### ACTION ITEM
What you return should match every record exactly, with the images removed.

### EXERCISE INPUTS
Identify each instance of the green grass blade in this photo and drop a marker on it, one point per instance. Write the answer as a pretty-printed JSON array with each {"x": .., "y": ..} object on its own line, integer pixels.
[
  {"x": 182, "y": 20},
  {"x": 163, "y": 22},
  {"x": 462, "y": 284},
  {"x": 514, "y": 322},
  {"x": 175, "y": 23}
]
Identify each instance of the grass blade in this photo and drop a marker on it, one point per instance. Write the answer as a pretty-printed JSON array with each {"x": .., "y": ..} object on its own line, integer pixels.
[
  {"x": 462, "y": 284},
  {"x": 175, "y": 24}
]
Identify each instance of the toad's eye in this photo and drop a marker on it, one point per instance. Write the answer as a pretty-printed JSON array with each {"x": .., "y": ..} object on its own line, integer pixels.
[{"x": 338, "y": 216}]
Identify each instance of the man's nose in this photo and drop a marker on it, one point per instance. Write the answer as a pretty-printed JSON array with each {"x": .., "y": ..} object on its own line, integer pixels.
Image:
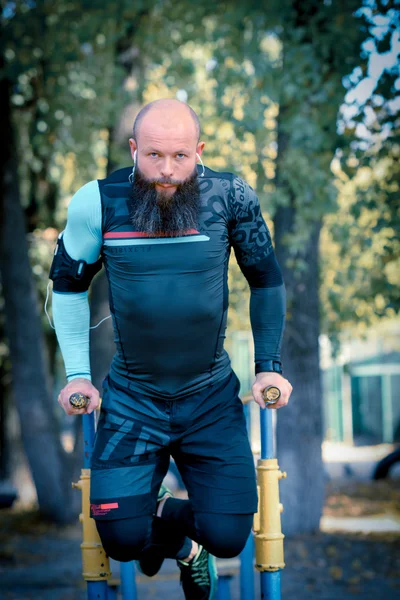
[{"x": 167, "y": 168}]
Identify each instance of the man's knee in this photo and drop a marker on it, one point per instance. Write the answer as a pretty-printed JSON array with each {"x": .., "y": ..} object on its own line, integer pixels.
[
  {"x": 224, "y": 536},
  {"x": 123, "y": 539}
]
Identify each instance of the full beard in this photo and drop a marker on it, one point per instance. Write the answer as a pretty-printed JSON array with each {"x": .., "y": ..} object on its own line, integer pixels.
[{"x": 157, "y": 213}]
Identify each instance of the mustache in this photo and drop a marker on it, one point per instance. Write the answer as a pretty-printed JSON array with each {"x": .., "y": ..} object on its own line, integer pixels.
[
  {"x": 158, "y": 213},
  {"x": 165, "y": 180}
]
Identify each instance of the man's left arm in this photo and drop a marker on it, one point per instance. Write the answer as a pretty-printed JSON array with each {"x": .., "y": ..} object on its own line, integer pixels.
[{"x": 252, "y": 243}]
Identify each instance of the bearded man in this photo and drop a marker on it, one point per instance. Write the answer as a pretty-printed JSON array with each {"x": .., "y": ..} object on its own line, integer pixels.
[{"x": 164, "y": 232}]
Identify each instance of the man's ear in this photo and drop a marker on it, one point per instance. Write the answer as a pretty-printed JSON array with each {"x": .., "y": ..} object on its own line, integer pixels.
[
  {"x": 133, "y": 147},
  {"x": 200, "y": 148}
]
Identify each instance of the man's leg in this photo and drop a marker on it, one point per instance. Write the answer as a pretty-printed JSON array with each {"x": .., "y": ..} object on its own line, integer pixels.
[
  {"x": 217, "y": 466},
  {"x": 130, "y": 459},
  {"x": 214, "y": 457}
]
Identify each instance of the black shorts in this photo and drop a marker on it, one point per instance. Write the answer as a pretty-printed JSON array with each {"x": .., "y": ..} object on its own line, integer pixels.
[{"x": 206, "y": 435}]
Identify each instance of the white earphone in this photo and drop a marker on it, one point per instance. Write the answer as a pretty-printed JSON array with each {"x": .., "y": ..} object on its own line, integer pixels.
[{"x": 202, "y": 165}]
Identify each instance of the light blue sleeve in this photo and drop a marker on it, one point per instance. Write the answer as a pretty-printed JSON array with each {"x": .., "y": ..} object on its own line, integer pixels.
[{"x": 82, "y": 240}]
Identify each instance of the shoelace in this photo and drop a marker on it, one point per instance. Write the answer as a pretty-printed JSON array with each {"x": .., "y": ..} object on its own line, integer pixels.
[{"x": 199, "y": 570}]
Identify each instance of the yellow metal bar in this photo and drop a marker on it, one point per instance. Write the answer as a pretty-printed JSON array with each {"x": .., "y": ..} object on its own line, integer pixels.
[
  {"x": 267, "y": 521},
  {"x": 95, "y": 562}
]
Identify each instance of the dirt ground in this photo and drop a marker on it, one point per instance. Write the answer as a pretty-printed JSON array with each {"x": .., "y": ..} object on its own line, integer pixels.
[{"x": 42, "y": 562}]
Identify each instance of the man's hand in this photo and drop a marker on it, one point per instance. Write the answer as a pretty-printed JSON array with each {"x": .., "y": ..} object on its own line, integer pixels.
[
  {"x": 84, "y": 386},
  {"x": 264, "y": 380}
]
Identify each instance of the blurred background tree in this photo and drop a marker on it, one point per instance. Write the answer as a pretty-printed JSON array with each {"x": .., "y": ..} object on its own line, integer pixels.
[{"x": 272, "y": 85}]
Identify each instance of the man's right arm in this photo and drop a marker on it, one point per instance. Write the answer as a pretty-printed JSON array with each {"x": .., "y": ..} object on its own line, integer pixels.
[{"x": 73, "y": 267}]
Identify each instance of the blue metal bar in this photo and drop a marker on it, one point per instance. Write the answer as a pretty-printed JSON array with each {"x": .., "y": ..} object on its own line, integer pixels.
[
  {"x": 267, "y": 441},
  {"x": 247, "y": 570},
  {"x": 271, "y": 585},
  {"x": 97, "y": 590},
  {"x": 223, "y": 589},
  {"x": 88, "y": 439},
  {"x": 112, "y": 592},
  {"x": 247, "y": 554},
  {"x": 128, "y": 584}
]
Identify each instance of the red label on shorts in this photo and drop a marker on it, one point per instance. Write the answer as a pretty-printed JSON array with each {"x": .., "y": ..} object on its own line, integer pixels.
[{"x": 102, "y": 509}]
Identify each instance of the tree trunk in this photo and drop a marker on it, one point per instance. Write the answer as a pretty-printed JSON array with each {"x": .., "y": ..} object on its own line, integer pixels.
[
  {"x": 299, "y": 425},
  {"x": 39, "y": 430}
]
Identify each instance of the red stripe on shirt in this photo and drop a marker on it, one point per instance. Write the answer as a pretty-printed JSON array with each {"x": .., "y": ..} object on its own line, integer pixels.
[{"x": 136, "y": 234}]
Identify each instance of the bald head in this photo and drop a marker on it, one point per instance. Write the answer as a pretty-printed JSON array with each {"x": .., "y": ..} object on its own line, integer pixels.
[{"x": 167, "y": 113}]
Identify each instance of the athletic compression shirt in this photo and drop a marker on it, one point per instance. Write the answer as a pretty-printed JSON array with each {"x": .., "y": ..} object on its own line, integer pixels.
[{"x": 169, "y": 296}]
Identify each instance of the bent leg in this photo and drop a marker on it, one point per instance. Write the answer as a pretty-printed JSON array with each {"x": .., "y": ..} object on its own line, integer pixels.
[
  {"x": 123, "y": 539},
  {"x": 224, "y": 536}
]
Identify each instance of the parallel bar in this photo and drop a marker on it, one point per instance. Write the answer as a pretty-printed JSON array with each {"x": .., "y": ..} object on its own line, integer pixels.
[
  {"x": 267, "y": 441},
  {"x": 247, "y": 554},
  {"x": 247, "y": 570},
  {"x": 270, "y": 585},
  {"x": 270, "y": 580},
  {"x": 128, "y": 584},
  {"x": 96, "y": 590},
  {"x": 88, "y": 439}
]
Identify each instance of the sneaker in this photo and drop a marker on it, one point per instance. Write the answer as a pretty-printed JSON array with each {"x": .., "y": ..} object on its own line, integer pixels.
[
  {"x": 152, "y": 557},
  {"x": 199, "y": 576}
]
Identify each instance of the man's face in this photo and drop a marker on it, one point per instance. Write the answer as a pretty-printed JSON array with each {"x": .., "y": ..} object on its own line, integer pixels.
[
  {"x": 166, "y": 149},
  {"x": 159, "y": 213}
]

### TASK SOLUTION
Identify each instance of the green grass blade in this photo and drop a marker on it, one point per instance. Write the answer as a pretty-printed JSON array with each {"x": .., "y": ..} object on its own line, integer pixels.
[
  {"x": 182, "y": 20},
  {"x": 163, "y": 22},
  {"x": 462, "y": 284},
  {"x": 514, "y": 322},
  {"x": 175, "y": 23}
]
Identify each instance of the grass blade in this photo and drop a marker on it, one point per instance. Write the answer as a pretty-printed JSON array with each {"x": .., "y": ..} object on its own line, integer pixels.
[
  {"x": 462, "y": 284},
  {"x": 175, "y": 24}
]
Identify each instance of the toad's eye in this photo and drop a marker on it, one point per instance. Write the answer as a pretty-printed JSON array with each {"x": .., "y": ..} object on its own line, integer pixels.
[{"x": 338, "y": 216}]
Identify each instance of the man's nose in this photo and drop a marker on it, one point per instance. Write the answer as a pretty-printed JSON array with each {"x": .., "y": ..} object on its own line, integer pixels.
Image:
[{"x": 167, "y": 168}]
Identify each instance of the man's knee in this photo and drop a marker on it, one point per instance. Write the answer as a pretty-printed JSON array with each {"x": .., "y": ..} object on its own line, integer pixels.
[
  {"x": 224, "y": 536},
  {"x": 123, "y": 539}
]
Identify each instance of the full beard in this photo and drop a marker on it, one point per instance. Write the answer as a pretty-printed JSON array with each {"x": .., "y": ..} object on its own line, integer pixels.
[{"x": 157, "y": 213}]
Identify each instance of the mustache in this photo and drop a marker on it, one point per instance. Write the answer as a pretty-printed JSON array with each {"x": .., "y": ..} object on its own line, integer pixels.
[
  {"x": 158, "y": 213},
  {"x": 165, "y": 180}
]
Identify each instance of the man's left arm in this photo and drop a marker on it, one point per instance. Write the answer as a pretty-printed JSON array with each {"x": .., "y": ..} object on its own line, integer pixels.
[{"x": 252, "y": 243}]
Identify each instance of the bearded man in this photo and drop a marker on it, one point per instance. Write the answer as a pretty-printed JSON array with each {"x": .., "y": ..} object on its own line, integer pixels.
[{"x": 164, "y": 232}]
Identify each instance of the man's ear in this photo and drop a marker on it, one point per instance. Write the answer as a pretty-printed JSON array with each {"x": .., "y": ..} object on its own line, integer pixels.
[
  {"x": 133, "y": 147},
  {"x": 200, "y": 148}
]
Identify each instance of the man's leg in this photo and drop a marker on it, one point per instance. Write the answer as a pretty-printed JSON array with each {"x": .., "y": ..} object on its own line, integer pixels.
[
  {"x": 217, "y": 466},
  {"x": 130, "y": 459},
  {"x": 214, "y": 457}
]
Identify each instance of the black shorts in this photo and drop a marker on it, one point per instance. Write the answer as a pretty-printed JSON array with each {"x": .., "y": ..} object on its own line, integer pixels.
[{"x": 206, "y": 435}]
Identify each instance of the white earphone in this photo and drop a marker on it, one point per instance. Write the answer as a pretty-printed JSON array with each {"x": .., "y": ..} object on its own line, integer pixels.
[{"x": 202, "y": 165}]
Identify each instance of the light blue sleeve in this photo and drop a marker on it, one point per instance. Write the answer as a pretty-printed JSON array with each {"x": .., "y": ..} object on its own line, integer pixels.
[{"x": 82, "y": 240}]
Identify each instance of the shoelace in this photo and drop a marker on it, one point per instance. Write the answer as a pretty-printed JSON array with each {"x": .., "y": ..} object on its own line, integer pixels.
[{"x": 199, "y": 570}]
Identify each instance of the yellow metal bar in this photo and drop a marker on it, one point per instance. Write the answer as a pretty-printed JSON array with each {"x": .., "y": ..} object on its own line, integer pixels.
[
  {"x": 267, "y": 521},
  {"x": 95, "y": 562}
]
Identify each instance of the dirt ground in this photo and drop a marker on it, one point per instance. Write the answer as a pretty-printed JSON array with each {"x": .., "y": ..} object on its own line, integer pixels.
[{"x": 42, "y": 562}]
Identify each instance of the man's hand in this photo and drop a marker on it, one point per instance. Write the answer as a pretty-printed JSON array with each {"x": .., "y": ..} object on its own line, integer pixels.
[
  {"x": 84, "y": 386},
  {"x": 264, "y": 380}
]
Identify each instance of the blurred background tree in this photo and drop a marker on it, one point per instance. Write the answer as a pretty-printed JSON array with each {"x": .., "y": ..} object on its own line, integer pixels.
[{"x": 272, "y": 85}]
Identify each instance of the man's right arm in this photo and drop a marker on it, one point per instance. Write the answer as a pretty-printed JSON array with each {"x": .., "y": ..} object on its own line, integer pixels.
[{"x": 73, "y": 267}]
Identify each instance of the blue metal bar in this photo and drop a marker on it, one point per instance. Write the answer as a pretty-printed JSON array with each {"x": .., "y": ..} object on its own line, integer pixels.
[
  {"x": 267, "y": 441},
  {"x": 247, "y": 570},
  {"x": 271, "y": 585},
  {"x": 97, "y": 590},
  {"x": 223, "y": 589},
  {"x": 88, "y": 439},
  {"x": 112, "y": 592},
  {"x": 247, "y": 554},
  {"x": 128, "y": 584}
]
Identify each instance of the red label on shorts in this photo and drop a marker on it, one point per instance. Write the answer as a pretty-printed JSON array with each {"x": .., "y": ..} object on its own line, integer pixels.
[{"x": 102, "y": 509}]
Identify each instance of the tree trunk in this photo and drop a marker on it, one point per instance. Write the answer as a pretty-printed JSON array with each {"x": .., "y": ..} object on its own line, integer pixels.
[
  {"x": 299, "y": 425},
  {"x": 39, "y": 430}
]
Identify each instance of the red stripe on shirt in this photo and drop a marker on it, one point per instance. Write the answer as a pretty-printed JSON array with each {"x": .., "y": ..} object on its own line, integer pixels.
[{"x": 136, "y": 234}]
Identify each instance of the bald head in this photo and drop a marker on it, one point per instance. Write the answer as a pretty-printed JSON array with each {"x": .., "y": ..} object on its own line, integer pixels.
[{"x": 167, "y": 113}]
Identify each instance of the athletic compression shirt in this photo and drop a marker on it, one point per instance. Write the answer as a pretty-printed JSON array with each {"x": .., "y": ..} object on its own line, integer pixels.
[{"x": 169, "y": 296}]
Identify each instance of the bent leg in this photo and drop a marker on it, one point per instance. Write the answer as a pretty-printed JSON array with each {"x": .., "y": ..} object on its own line, integer pixels.
[
  {"x": 123, "y": 539},
  {"x": 224, "y": 536}
]
Identify each instance of the parallel bar in this photo and drop a marker on it, one point per instance. Write the answer as a pretty-printed JSON array with each {"x": .., "y": ..} object on its own line, integer pixels.
[
  {"x": 267, "y": 441},
  {"x": 247, "y": 554},
  {"x": 247, "y": 570},
  {"x": 270, "y": 585},
  {"x": 270, "y": 580},
  {"x": 128, "y": 584},
  {"x": 96, "y": 590},
  {"x": 88, "y": 439}
]
Identify each instance of the sneaker in this photo and drop a marker on it, one point per instance. Write the answer as a pretty-printed JSON array with each {"x": .., "y": ..} object on its own line, integer pixels.
[
  {"x": 152, "y": 557},
  {"x": 199, "y": 576}
]
Identify each instance of the man's face in this photo and drop a marker on it, one point per instance. Write the answer as a pretty-printed JSON array with each {"x": .., "y": ..} object on its own line, integer pixels.
[
  {"x": 166, "y": 149},
  {"x": 159, "y": 213}
]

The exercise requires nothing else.